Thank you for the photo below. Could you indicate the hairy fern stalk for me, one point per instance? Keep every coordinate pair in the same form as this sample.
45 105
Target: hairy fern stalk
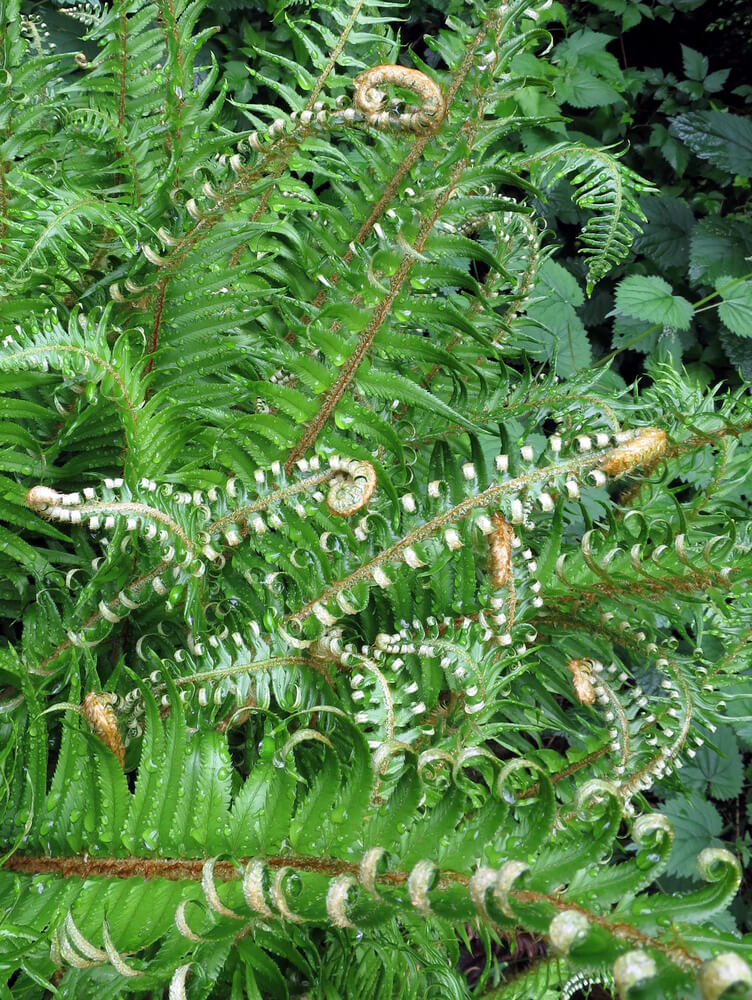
337 640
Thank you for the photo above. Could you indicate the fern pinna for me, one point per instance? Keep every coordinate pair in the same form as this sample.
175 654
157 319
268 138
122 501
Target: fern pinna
337 640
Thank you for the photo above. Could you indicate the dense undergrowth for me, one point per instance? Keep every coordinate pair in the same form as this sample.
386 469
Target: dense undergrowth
357 614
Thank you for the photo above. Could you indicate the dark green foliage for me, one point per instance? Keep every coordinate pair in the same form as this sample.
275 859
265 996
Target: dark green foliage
337 640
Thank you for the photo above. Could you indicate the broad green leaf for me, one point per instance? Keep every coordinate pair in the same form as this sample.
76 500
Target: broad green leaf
736 308
718 136
720 765
697 824
652 299
665 236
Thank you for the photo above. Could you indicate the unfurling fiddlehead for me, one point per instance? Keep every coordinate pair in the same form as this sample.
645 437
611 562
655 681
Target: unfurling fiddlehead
422 637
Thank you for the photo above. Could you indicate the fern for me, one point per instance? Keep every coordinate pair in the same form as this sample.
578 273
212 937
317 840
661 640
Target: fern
336 640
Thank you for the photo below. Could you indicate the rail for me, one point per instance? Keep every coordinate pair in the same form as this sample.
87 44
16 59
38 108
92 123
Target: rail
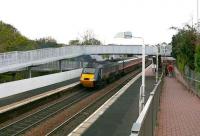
146 122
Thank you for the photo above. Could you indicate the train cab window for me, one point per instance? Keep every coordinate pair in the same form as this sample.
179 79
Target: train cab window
88 70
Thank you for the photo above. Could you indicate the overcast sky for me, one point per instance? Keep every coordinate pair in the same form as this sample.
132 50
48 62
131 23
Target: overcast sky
68 19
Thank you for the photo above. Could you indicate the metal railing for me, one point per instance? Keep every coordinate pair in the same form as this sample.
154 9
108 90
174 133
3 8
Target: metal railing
146 122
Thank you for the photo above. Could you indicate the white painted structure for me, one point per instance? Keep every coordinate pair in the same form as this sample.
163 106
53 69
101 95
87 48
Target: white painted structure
12 61
15 87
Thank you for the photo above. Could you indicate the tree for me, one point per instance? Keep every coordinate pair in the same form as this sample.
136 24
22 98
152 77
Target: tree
87 38
47 42
12 40
183 47
75 42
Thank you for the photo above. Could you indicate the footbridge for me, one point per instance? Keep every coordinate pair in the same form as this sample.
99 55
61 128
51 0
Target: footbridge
12 61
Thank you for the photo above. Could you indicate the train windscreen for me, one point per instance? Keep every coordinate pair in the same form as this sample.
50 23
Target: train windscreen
88 71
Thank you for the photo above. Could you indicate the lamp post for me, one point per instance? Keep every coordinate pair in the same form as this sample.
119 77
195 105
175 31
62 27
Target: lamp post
156 63
128 35
142 87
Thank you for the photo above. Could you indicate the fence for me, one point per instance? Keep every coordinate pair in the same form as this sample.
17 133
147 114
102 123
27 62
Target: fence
190 79
146 122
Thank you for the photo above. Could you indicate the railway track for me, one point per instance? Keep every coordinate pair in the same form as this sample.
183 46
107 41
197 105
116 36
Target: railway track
20 126
66 127
79 106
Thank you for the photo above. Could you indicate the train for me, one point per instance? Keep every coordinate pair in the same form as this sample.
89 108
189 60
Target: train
98 74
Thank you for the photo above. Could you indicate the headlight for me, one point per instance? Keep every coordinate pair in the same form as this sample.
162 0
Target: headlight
91 79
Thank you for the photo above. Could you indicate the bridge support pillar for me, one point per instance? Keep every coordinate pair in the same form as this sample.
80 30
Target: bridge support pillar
13 76
60 65
29 72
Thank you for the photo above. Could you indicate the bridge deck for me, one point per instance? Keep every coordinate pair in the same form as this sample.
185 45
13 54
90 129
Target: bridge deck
115 118
180 111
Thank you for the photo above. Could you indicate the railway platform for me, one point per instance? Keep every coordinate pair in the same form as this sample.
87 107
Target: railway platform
116 116
179 111
15 101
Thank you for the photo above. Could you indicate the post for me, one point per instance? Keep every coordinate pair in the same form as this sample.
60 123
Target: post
142 88
197 15
60 65
157 66
29 72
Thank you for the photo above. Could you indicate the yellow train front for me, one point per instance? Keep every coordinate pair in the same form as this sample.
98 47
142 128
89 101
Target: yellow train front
99 74
88 77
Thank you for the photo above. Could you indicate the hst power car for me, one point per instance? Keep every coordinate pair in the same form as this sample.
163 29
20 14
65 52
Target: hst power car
100 73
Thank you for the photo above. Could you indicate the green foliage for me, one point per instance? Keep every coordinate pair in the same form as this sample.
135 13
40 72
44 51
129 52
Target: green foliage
12 40
47 42
75 42
91 41
87 38
183 47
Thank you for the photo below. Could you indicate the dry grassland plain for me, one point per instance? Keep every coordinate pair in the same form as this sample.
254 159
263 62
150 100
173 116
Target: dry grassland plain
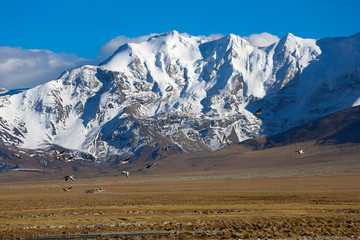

----------------

WHAT IS NEEDED
Report each line in the data above that holds the word "grassland" by copying it.

REPLY TO THE TASK
Thank you for the photo below. Could you indicate the dry grassland plain for me, one point per instance? Keep every coordinate pair in the same form as this sample.
Target: dry grassland plain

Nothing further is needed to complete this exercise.